ARTICLE
<<<<
Furthermore, the liner material used in the label roll results in waste, and correspondingly affects the cost of the roll. Linerless label rolls are conventionally known in which the front surface of the label web may be coated with a suitable release material, such as silicone, for providing an integrated liner in the web itself without the need for an additional liner sheet.
When the linerless web is unwound in the printer, it extends over a corresponding feedpath having several components over which the adhesive side of the web travels. For example, each printer has a platen or drive roller for driving the web along the feedpath. One or more guide rollers are also found in the printer for guiding the web through the printer and maintaining suitable tension and alignment thereof. And, a tear or cutting bar is also typically found at the outlet end of the printer for permitting individual labels to be severed from the distal end of the web after receiving printing thereon.
>>>>
DATASET CONTENT
<<<<
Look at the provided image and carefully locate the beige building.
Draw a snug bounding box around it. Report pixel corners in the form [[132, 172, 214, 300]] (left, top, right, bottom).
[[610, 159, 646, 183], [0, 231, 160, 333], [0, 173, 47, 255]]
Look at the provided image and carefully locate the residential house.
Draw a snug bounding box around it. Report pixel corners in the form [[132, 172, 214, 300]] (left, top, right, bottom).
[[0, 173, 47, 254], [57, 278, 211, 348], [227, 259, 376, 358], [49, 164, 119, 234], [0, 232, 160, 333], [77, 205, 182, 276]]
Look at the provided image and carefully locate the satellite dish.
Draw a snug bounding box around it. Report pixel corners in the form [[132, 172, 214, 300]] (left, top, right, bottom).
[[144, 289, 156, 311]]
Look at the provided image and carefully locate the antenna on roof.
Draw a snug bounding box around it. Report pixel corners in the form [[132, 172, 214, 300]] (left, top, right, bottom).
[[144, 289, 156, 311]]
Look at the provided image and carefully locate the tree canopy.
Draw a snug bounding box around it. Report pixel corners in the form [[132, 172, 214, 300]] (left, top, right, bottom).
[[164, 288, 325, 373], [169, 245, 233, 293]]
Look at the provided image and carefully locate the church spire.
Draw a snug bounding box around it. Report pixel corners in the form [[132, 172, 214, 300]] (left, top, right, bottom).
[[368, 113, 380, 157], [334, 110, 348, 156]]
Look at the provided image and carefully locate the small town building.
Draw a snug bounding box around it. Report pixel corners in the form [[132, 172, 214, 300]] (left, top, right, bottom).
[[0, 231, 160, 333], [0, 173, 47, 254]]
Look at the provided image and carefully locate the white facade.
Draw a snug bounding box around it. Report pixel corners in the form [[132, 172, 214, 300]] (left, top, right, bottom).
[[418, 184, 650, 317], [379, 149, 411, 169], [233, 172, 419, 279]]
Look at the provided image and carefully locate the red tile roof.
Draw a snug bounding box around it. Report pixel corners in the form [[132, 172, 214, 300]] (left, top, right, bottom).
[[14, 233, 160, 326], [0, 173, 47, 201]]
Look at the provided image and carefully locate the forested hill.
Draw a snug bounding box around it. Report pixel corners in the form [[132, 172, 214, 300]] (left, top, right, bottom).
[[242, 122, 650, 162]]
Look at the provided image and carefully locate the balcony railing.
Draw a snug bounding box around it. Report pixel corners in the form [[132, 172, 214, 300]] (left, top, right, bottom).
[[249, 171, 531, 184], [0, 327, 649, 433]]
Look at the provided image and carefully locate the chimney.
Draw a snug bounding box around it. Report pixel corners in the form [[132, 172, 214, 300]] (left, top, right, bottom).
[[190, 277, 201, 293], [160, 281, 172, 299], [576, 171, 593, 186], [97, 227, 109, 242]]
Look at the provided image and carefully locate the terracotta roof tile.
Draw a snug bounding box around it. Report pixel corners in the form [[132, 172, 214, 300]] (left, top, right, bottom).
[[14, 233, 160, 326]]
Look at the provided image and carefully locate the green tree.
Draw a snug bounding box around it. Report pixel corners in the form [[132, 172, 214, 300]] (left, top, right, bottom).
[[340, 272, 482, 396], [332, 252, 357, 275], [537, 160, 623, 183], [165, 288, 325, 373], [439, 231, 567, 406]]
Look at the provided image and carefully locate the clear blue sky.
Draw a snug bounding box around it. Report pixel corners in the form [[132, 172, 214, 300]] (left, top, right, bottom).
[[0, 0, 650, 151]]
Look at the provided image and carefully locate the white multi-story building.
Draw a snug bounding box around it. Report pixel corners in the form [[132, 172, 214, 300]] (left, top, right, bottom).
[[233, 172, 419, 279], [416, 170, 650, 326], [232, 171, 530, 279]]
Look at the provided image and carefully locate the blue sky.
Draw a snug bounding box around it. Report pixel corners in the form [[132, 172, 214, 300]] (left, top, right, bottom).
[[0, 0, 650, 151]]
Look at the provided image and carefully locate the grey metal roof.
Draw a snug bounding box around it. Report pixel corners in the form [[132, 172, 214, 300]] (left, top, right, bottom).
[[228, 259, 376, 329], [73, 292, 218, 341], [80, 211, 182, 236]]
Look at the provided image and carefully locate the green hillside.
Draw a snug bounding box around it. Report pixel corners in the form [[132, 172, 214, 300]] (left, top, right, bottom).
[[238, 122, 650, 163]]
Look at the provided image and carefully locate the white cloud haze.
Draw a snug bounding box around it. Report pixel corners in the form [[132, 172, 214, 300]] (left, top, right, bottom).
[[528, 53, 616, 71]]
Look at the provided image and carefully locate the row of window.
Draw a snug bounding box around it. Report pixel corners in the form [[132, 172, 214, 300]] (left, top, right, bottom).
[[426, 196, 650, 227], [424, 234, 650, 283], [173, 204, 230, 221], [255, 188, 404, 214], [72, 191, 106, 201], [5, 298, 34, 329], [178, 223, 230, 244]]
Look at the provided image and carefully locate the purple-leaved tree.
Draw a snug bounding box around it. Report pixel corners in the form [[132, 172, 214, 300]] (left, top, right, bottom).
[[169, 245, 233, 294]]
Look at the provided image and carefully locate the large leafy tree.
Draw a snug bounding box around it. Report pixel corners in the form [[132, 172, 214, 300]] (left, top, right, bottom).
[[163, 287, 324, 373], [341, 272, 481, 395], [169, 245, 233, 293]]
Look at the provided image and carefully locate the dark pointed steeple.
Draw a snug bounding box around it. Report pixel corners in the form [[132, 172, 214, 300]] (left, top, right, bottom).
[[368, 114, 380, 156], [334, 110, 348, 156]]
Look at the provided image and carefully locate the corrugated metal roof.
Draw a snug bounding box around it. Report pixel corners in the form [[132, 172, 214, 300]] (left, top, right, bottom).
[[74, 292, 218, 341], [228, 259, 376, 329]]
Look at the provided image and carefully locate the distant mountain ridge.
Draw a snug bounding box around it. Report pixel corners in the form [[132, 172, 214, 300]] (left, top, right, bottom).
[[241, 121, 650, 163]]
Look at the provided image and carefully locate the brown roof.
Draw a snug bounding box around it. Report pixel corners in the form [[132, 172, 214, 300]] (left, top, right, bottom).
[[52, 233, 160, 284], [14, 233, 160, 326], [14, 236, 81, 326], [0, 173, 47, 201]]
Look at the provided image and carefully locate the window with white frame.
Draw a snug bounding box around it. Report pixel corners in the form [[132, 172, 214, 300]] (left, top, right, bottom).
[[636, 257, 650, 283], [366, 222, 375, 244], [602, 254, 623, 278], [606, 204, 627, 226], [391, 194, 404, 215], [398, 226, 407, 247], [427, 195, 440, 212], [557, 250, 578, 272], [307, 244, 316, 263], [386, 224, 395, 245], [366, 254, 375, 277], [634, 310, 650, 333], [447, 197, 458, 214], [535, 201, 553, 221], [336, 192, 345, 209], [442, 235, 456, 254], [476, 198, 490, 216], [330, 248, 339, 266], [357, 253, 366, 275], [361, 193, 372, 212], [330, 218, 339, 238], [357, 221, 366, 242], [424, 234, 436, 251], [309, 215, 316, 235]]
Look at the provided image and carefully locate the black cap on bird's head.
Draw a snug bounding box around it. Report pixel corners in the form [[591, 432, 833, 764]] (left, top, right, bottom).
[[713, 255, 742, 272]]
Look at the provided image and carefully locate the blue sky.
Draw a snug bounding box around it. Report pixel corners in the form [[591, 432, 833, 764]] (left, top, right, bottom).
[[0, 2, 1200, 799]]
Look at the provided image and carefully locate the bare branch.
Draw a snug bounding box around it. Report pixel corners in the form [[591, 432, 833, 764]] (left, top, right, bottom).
>>>>
WRITTEN EXERCISE 1
According to the passage on linerless label rolls, what release material may coat the front surface of the label web?
WRITTEN EXERCISE 2
Carry on the passage about linerless label printers from its last sentence.

WRITTEN REPLY 1
A suitable release material such as silicone.

WRITTEN REPLY 2
Since these exemplary feedpath components are directly exposed to the adhesive on the linerless web, they can accumulate adhesive lost from the web over extended use of the printer. Adhesive buildup on these feedpath components is undesirable since it may restrain free movement of the web during operation and may lead to undesirable jamming of the web in the printer. And, the accumulating adhesive can require periodic cleaning of the feedpath components during routine maintenance operation.
Since every printer has some variation of these feedpath components, all such printers are subject to adhesive buildup when using linerless labels therein. Furthermore, the feedpath components in different printers are typically differently located along the feedpath, and adhesive buildup thereon differently affects performance of the printer.
Accordingly, it is desired to provide an improved linerless label roll for use in a printer having feedpath components exposed to the adhesive on the roll.
A linerless label roll includes a web wound along a running axis, and having a series of index marks spaced longitudinally apart. A series of adhesive patches runs along the web, with differently sized adhesive-free zones therebetween in register with the index marks.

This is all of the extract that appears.